▶ _Set task 1_: In the records, starting at the line containing "For full credit, report the bounding box of every grass field" and ending at the line containing "[9,71,149,180]", substitute "roadside grass" for "grassy verge" and give those lines back with nothing else altered.

Editor’s note: This is an adapted article in collaboration with Ro. Do check out Roberta’s blog of reflection and learnings.
TLDR: Growing up, we all have our little bits of insecurities. How do we let them go as we become ‘full-time’ adults? Shifting out attention inwards, taking cold showers, and being curious are some tools we can use!
When I was 10, I remember being really self conscious about my knees. It was the early aughts (2000s), and ripped denim mini-shorts and double-strapped singlet tops were all the rage.
My parents are pretty liberal and open-minded but I grew up dressing relatively conservatively. My outfits for most of my childhood were Jay Jay’s printed slogan tees and board shorts.
The most skin I would show was my calves (in said board shorts) or maybe the top of my arms on the rare occasions I wore a swimsuit to the beach without a rashy (a t-shirt made of swimsuit material to prevent sunburn).
So when I was able to finally get my hands on a long-awaited pair of sky blue Supré denim shorts, I distinctly felt so exposed and like everyone was staring at my knobby knees. They weren’t used to being in full sight during the broad daylight, you see.
Being self-conscious is a funny thing because you think the world sees what you see. Spoiler alert, they don’t.
Despite my insecurities, I would wear my “super trendy’“ mini-shorts out and about, happy to fit into the cool-kid club, simultaneously hoping that no one would notice my weird knobby knees.
I was a relatively lanky kid, tall for my age, so my legs were like cartoon tent poles and my knee bones kind of jutted out like the connectors between pipes. If I was walking down the street and I caught a glimpse of someone even looking in the direction of my knees (honestly, they were probably just scanning the environment),
I’d feel embarrassment radiate through my body. If I could cover my knees and exit stage B, I would have. I just wanted to fit in, and for people not to laugh… at my knees.
Being Self-Conscious is the state of being preoccupied with your own appearance or behaviour and unrealistically assuming everyone is judging or scrutinising you.
Age, life experience and maturity can help to reduce how self-conscious we are. The experiences and exposure that our lives provide, give us countless opportunities to see things in context and think less about ourselves. We begin to see the value of connections and prioritise what is important in our lives and in life (definitely not knobby knees). Hopefully through the process, we each become confident in ourselves and comfortable in our skins.
That’s not to say that we’ll eventually eradicate self-consciousness when we reach a certain milestone. We all go through periods of heightened self-consciousness at different stages of our lives.
Here are some tips to feel less self-conscious:
Remember (or remind yourself) who you are
We can all spend more time acknowledging our strengths and unique capabilities. Reflecting on what makes us special can help us to be okay with how others perceive us.
What are you good at? What makes you a good friend/ sister/ daughter etc? What are your priorities and values? What are your boundaries and how willing are you to communicate them to those around you?

▶ _Data extract_:
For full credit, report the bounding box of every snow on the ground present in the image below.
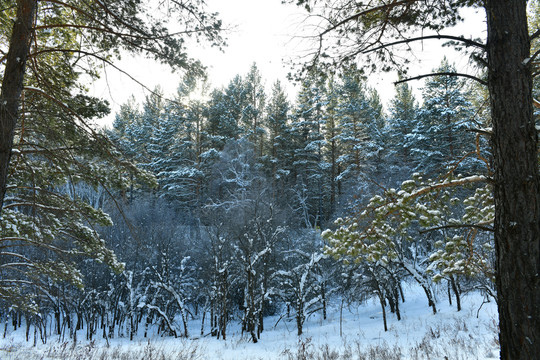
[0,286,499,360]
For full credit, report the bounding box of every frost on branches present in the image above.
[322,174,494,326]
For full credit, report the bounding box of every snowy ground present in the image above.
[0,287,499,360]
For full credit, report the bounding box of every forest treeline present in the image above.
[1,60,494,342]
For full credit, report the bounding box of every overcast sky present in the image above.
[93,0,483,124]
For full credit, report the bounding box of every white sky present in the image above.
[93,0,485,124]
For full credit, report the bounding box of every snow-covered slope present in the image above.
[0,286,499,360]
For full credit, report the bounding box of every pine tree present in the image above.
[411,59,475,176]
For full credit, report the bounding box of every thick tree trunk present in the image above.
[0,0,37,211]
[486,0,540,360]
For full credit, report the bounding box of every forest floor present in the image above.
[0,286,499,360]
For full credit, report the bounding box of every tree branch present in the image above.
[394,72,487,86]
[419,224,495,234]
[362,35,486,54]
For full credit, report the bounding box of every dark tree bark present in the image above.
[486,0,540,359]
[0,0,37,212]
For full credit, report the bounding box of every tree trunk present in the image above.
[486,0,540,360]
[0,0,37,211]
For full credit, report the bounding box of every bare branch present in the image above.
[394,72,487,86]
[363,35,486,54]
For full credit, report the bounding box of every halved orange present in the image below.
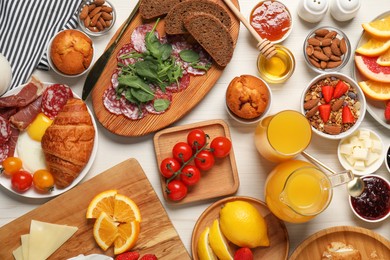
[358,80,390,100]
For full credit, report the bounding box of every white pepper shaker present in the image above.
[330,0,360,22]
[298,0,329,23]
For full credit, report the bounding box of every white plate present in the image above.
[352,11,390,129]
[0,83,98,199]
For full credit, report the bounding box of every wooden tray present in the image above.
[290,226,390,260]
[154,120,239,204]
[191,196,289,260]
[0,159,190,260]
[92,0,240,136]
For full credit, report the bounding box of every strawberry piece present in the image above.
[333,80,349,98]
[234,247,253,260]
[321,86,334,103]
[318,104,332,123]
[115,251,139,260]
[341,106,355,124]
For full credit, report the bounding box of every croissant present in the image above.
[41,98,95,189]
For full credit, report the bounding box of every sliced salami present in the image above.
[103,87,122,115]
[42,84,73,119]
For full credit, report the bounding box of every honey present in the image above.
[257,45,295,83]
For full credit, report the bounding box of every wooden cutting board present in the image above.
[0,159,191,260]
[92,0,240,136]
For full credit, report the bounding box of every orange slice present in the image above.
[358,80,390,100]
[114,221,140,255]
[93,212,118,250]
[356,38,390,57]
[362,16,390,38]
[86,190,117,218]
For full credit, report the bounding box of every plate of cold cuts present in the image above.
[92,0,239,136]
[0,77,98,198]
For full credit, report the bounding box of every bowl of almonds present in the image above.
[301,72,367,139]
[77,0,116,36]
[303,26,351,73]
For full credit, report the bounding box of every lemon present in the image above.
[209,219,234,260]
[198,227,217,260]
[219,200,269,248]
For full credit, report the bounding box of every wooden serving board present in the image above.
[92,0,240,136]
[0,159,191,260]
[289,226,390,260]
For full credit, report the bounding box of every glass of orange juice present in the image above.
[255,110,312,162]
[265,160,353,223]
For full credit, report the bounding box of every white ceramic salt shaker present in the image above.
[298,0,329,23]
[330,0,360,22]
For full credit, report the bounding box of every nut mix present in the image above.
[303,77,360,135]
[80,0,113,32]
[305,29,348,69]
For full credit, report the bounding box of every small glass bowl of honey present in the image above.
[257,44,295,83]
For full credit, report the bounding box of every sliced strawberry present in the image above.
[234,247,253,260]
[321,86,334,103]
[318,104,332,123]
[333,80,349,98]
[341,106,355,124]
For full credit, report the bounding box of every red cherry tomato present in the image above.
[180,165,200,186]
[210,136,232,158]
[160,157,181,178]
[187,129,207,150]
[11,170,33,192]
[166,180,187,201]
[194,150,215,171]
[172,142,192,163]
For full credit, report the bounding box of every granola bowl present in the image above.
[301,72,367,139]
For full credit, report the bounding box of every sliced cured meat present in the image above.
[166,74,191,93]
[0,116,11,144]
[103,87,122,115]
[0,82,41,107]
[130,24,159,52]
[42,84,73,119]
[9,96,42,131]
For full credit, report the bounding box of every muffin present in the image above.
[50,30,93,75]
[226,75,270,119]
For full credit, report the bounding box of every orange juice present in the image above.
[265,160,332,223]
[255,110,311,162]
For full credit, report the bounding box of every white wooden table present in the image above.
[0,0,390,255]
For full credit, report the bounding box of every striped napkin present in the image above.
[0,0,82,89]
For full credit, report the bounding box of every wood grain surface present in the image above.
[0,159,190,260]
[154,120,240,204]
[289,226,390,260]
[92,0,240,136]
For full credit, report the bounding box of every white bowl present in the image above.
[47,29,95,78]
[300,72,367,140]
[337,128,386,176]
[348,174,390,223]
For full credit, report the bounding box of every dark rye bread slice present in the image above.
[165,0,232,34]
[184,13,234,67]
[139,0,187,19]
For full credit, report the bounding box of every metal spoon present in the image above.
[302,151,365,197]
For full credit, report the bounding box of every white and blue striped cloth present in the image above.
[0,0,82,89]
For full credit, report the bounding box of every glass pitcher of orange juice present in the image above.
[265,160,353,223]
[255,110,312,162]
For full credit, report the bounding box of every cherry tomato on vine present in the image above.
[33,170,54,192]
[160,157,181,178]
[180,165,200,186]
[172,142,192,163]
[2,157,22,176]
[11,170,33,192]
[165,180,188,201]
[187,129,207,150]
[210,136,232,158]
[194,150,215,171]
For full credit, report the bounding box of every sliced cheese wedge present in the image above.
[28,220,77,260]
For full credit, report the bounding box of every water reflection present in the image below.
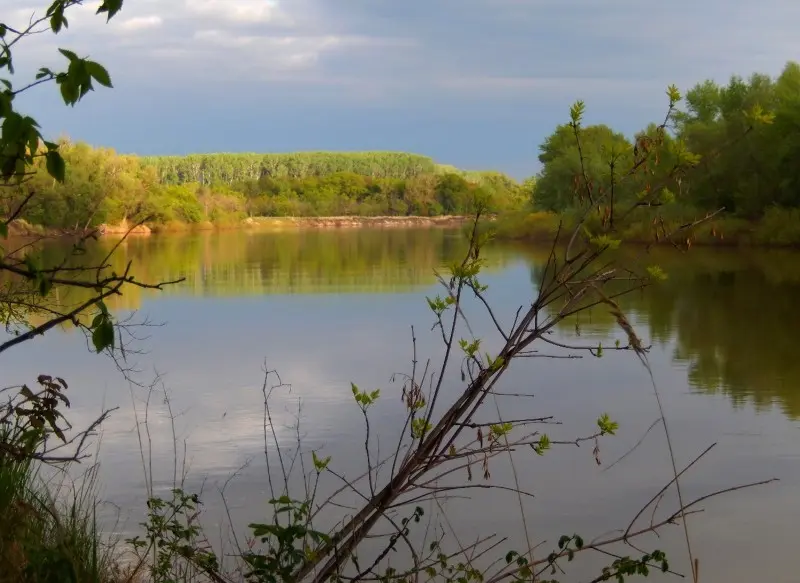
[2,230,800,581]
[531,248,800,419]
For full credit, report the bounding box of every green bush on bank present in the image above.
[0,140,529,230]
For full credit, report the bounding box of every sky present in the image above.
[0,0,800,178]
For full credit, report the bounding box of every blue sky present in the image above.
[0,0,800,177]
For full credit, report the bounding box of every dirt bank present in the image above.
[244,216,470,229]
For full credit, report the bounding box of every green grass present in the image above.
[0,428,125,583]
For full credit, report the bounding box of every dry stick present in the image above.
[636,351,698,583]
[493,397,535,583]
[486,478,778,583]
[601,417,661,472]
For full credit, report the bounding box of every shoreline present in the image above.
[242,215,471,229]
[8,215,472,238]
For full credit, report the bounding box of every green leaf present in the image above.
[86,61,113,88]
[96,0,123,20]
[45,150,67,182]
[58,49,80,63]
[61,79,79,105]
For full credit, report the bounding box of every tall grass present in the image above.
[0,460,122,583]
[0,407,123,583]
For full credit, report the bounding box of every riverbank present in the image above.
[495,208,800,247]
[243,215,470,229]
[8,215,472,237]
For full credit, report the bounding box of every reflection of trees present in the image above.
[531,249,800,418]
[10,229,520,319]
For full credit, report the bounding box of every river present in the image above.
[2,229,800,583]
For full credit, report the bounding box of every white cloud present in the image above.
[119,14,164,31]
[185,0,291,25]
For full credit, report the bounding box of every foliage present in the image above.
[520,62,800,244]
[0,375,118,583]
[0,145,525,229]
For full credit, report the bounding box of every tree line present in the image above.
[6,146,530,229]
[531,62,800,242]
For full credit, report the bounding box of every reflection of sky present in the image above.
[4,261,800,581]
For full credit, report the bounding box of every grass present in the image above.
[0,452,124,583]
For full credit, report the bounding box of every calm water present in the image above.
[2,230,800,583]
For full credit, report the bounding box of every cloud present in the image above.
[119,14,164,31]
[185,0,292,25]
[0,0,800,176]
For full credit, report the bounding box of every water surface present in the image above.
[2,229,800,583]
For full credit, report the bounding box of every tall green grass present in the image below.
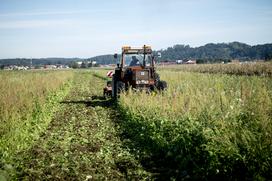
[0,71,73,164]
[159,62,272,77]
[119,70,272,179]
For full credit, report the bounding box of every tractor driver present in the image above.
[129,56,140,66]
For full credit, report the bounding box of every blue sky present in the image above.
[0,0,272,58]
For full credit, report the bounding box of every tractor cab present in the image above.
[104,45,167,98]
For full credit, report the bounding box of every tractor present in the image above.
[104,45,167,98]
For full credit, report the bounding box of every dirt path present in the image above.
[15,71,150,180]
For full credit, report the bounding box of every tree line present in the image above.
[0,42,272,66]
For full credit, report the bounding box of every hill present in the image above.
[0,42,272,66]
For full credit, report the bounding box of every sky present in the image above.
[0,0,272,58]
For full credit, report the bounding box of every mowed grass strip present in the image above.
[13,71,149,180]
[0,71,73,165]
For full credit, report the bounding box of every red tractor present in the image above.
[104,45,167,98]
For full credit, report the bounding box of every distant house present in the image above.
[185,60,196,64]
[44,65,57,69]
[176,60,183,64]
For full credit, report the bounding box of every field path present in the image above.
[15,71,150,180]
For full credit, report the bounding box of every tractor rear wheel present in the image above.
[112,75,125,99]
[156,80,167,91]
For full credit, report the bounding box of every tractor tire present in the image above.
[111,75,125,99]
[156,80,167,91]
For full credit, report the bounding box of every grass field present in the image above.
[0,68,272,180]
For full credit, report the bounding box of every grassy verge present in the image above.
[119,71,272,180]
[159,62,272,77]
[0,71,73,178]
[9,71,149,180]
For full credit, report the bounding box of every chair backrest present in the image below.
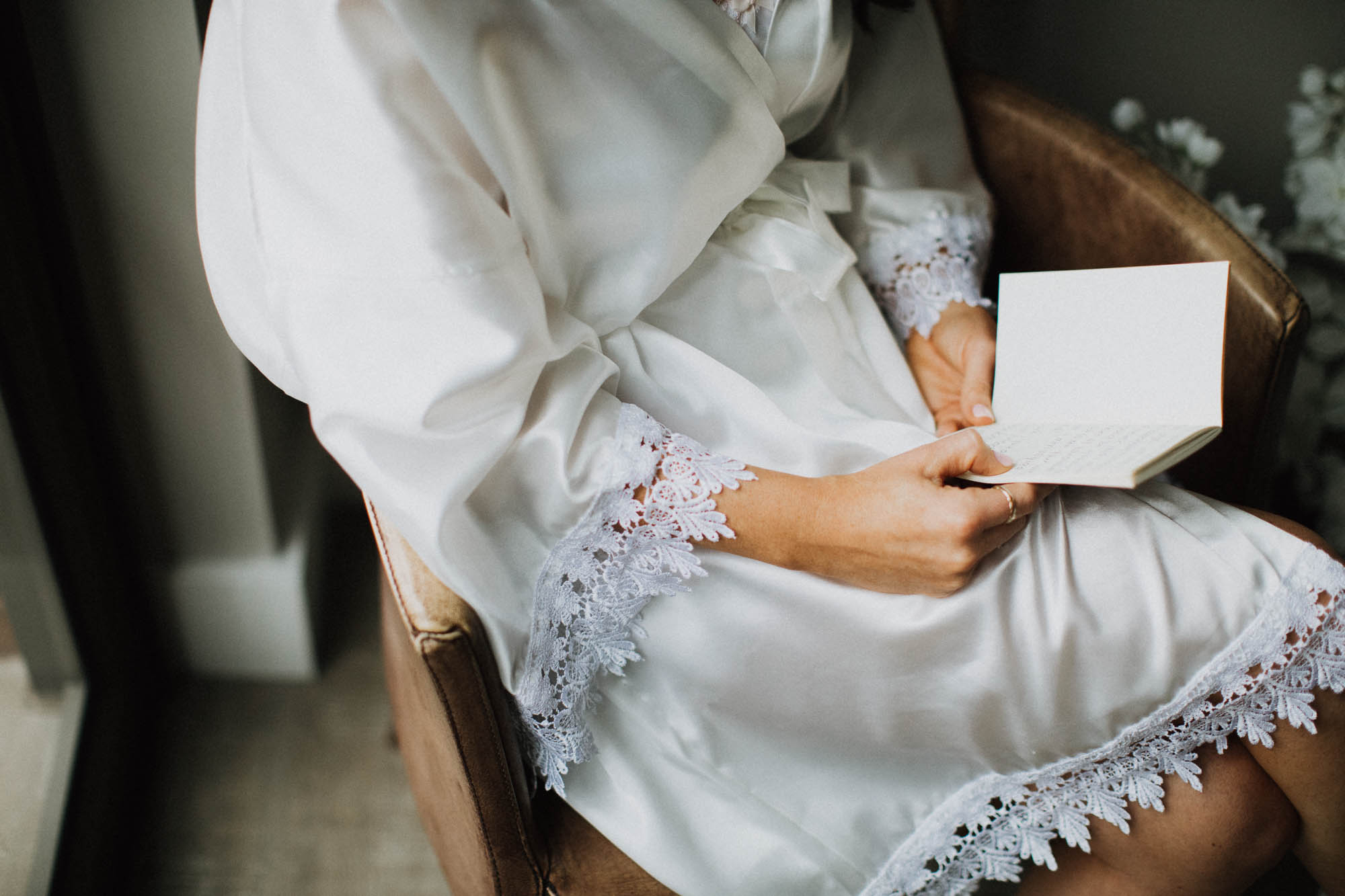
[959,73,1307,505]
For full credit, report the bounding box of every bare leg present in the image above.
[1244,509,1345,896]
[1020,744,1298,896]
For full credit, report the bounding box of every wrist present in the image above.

▶ _Set task 2_: Pick up the piece on feeling less self-conscious right after its final sentence and keep writing it.

▶ _Exercise result 1_:
For full credit, report the bounding box of every grass field present in the image above.
[0,68,272,180]
For full credit, report the bounding box of every roadside grass present in the image above.
[119,71,272,180]
[159,62,272,77]
[0,71,73,178]
[9,71,149,180]

▶ _Exercise result 2_:
The flip side of this is also reflecting on why you care so much about what these other people think or perceive of you? Is it threatening to your identity or ego? Why does it matter and how can you let it go?
Shift your attention inward
When I’m caught up in my head about what others are thinking, I’ll consciously work to shift my focus on the sensation of breathing or try a body scan exercise.
Shifting my attention from my mind to a fixed point allows me to quieten my mind and gives my brain a task other than recycling self-conscious and unproductive thoughts.
After a few moments of focusing my attention, the nature of the self-conscious thoughts will either shift or disappear.
Reframe the negative thoughts
If you’re jumping to conclusions about what others are thinking of you, ask yourself if that is the only possible option. (In the case of my knobby knees, maybe people were admiring my shoes or my shorts, or simply glancing at the footpath.)
If you notice your thoughts are filled with negative statements e.g. “Everyone is looking at me” or “I can’t do anything right”, consciously reframe the thought to “People are just looking around, and I’m looking at them too”, “These are the things I am good at…”.
Be more curious
There is a lot of power in having a full attitude change. Similar to reframing negative thoughts, this is more about changing the lens through which you interpret the situation and your thoughts.
Adopting a mindset of curiosity can help us to be more open and positive about any given situation.
Curiosity allows for space to consider different possibilities and for the reframing of existing thoughts.
Take a Cold Shower
If I can, I’ll try to take a cold bath/shower to ‘shift my state’ and reset.
Cold showers are shown to have many physiological benefits (reduce inflammation, improve circulation, reduce muscle soreness…), I find the act of shocking my system with cold water helps to think more clearly and by forcing a different lens on the situation.
Even the act of taking a cool shower (as opposed to cold-cold), or drinking some ice-cold water can have a lasting effect on your mood and ability to reset, by shifting us from being stuck in our minds to noticing our body sensations.
We all have our good and ‘“not-so-good” days. I still walk down the street sometimes and notice myself assuming someone is judging my insecurities.
Ultimately we are working to accept our flaws and just be okay with being different to others. Contrary to what’s often drilled into us in school and childhood, it is okay to stand out (and shine even with knobby knees).
Remember, everyone else is also in their own heads and many may be working through their own insecurities and areas of self-consciousness. And even if someone is making a judgement of you, their perception of you doesn’t impact you – if you don’t allow it to.